**EXERCISE**: Below is a listing; restate from it, character for character, the lines beginning at the line holding "Detect the fingernail." and ending at the line holding "Detect the knuckle.", both included.

**THE INPUT**:
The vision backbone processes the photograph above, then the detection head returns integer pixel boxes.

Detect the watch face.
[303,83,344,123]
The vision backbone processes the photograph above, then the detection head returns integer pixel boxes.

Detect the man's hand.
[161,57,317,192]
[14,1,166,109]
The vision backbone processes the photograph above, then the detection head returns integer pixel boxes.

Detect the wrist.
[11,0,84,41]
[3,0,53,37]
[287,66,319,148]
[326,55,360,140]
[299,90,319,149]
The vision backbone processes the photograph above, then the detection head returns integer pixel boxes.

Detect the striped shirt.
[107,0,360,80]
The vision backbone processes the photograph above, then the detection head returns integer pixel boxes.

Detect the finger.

--

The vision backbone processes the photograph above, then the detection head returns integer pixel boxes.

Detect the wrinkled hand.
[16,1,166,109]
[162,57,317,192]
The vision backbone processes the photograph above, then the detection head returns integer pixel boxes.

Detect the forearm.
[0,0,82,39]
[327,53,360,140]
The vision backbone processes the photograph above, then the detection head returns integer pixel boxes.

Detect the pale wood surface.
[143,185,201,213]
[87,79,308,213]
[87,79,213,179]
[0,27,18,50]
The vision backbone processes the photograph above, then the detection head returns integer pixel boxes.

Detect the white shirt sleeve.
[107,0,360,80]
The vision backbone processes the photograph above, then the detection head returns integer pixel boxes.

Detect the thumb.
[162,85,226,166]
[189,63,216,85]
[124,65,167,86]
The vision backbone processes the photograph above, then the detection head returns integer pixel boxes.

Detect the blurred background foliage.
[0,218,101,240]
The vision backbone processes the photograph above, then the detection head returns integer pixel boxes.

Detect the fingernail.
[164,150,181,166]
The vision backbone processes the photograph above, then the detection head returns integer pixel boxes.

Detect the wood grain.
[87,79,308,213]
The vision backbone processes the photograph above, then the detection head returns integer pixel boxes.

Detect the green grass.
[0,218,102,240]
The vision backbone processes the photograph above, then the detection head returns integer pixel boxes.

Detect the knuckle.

**WRITTEN ANSWER**:
Detect the fingernail.
[164,150,181,166]
The vision backbone processes the photograph above, then the detection head returns integer pixel boxes.

Detect the wood grain.
[87,79,308,213]
The vision backbone processes the photograph above, then the detection head returns integer pixel boxes.

Detect the green grass.
[0,218,102,240]
The vision backbone processes the photograph above, then the detection head returns integer pixel boxes.

Detect the knuckle.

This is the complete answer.